ЗАДАНИЕ A = Сообщите, в скольких строках записей встречается строка «face». В ответе укажите только число.

--- ИСХОДНЫЙ ТЕКСТ ---

С начала перестройки рок попёр со страшной силой: "Кино", "Наутилус Помпилиус" с Урала, "ДДТ" из Уфы стали звездными командами. На какое‑то время русский рок реально стал самой главной музыкой в стране – песни крутили по радио и телевидению, граждане буквально ломились на концерты. Рокеры вышли из подполья: теперь их не преследовали за тунеядство, они играли уже не в театральных залах для избранных, а на стадионах и во дворцах спорта. Я много общался на тему музыки и ее революционного потенциала со своим отцом[5], но не могу сказать, что он сильно интересовался русским роком. Всё‑таки в первую очередь его привлекала Латинская Америка, и, хотя перестройку он воспринимал с энтузиазмом, происходящее в стране у него стояло на втором месте.

Русский рок долгое время был запретным плодом, который распространялся нелегальным образом. Исторически сложилось, что западная музыка была крайне популярна, начиная со второй половины шестидесятых годов. Тогда слушали буквально всё – от глубокого подполья до ансамбля "АВВА". Русский рок был менее заметен – ведь его нигде не было, а ту же "АВВА" хоть можно было купить на заводе грампластинок "Мелодия". Как‑то выделить типичные черты слушателя тех лет проблематично – это был не представитель какой‑то субкультуры (готы или эмо), а самый обычный советский молодой человек – лет 20‑30, нередко с высшим образованием. В плане содержания песни отвечали запросам эпохи реформ, поэтому "Скованные одной цепью" Кормильцева, "Мы ждем перемен" Цоя, "Поезд в огне" Гребенщикова стали неформальными гимнами тех надежд. Песня "Революция" от "ДДТ" лучше всего описывает ту эпоху:

"Два пальца вверх – это победа,

И это два пальца в глаза.

Мы бьемся насмерть во вторник за среду,

Но не понимаем уже четверга".

Можно долго говорить, почему на фоне таких бурных восьмидесятых рок столкнулся с кризисом. Во‑первых, одни погибли (Майк Науменко, Цой, Башлачёв, Янка), другие эмигрировали (Жанна Агузарова, Влад Шумов, Владимир Кузьмин) – в свое время я помог с зарубежными турами "Браво", "Звукам Му", "Телевизору". Отчасти моя книга "Тусовка. Что случилось с советским андеграундом" именно об этом. Через десяток портретов главных лидеров русского рока я описывал те минусы, которые принесла гласность, – ведь прежде казалось, что она несет только благо. Я писал, как разложился андеграунд: люди погнались за деньгами, заграничной карьерой, либо просто потерялись, когда начались глобальные изменения.

--- ПЕРЕЧЕНЬ ЗАПИСЕЙ ---

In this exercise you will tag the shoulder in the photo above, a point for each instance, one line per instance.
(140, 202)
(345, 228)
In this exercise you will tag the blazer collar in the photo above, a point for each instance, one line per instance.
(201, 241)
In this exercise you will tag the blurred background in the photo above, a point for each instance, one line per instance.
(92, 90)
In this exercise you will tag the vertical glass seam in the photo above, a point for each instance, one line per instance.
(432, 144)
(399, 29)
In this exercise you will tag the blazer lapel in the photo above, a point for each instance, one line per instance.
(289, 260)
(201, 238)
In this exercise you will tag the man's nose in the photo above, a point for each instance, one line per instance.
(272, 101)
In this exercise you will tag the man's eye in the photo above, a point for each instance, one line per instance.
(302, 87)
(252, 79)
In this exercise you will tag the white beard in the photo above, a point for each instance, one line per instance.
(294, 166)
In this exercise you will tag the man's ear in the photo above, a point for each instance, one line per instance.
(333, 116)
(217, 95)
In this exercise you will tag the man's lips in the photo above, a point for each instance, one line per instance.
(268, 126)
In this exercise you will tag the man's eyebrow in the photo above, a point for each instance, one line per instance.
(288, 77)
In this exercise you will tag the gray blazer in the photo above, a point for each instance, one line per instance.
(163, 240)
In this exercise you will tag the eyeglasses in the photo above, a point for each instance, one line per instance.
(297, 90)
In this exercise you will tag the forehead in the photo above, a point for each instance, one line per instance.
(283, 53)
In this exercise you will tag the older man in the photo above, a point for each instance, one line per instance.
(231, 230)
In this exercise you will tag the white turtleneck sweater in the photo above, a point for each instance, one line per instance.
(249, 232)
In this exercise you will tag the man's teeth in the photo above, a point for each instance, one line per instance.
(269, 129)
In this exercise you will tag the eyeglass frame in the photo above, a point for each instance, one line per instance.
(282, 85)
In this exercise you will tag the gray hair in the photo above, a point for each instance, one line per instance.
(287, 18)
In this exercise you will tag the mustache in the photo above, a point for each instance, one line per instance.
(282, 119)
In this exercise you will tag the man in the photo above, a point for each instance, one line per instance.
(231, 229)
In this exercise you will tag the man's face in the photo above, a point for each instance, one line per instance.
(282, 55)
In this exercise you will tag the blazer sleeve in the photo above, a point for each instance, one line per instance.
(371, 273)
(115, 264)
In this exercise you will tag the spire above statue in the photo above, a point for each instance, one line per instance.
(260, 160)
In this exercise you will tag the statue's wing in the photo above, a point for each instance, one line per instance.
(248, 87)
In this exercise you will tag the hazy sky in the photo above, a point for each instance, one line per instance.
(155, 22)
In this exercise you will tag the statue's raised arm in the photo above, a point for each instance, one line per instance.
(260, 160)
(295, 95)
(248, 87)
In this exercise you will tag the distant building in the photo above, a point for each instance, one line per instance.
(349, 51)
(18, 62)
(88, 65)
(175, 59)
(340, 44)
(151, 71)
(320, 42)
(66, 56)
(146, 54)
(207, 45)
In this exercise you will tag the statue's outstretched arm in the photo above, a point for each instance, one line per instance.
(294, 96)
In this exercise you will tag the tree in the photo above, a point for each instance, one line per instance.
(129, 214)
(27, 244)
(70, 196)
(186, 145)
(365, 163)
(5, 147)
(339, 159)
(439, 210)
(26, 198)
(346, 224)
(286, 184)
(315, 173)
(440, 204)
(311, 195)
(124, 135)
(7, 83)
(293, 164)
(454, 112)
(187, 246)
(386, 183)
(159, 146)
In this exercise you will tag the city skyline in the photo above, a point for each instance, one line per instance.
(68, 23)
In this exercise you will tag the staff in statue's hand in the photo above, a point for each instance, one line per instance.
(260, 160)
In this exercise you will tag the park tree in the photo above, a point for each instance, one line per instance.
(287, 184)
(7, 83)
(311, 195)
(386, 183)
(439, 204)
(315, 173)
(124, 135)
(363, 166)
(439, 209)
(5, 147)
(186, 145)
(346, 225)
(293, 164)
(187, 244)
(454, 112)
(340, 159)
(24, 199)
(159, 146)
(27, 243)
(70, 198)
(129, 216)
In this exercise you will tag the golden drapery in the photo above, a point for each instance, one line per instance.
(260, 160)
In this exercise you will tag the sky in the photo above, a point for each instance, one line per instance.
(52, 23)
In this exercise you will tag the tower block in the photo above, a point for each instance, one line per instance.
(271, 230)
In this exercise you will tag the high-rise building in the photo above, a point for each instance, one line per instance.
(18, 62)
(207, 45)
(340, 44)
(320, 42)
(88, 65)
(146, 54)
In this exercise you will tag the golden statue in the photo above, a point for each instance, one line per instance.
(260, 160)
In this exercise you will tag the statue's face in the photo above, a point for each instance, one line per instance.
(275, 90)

---

ЗАДАНИЕ B = Определите, согласуются ли с текстом о русском роке утверждения (i) «Отец автора сильно интересовался русским роком», (ii) «"АВВА" можно было купить на заводе грампластинок "Мелодия"» и (iii) «Жанна Агузарова эмигрировала». Для каждого ответьте «да» или «нет» и приведите решающие слова текста дословно.

ОТВЕТ НА ЗАДАНИЕ A = 2

ОТВЕТ НА ЗАДАНИЕ B =
(i) Нет: «не могу сказать, что он сильно интересовался русским роком».
(ii) Да: «а ту же "АВВА" хоть можно было купить на заводе грампластинок "Мелодия"».
(iii) Да: «другие эмигрировали (Жанна Агузарова, Влад Шумов, Владимир Кузьмин)».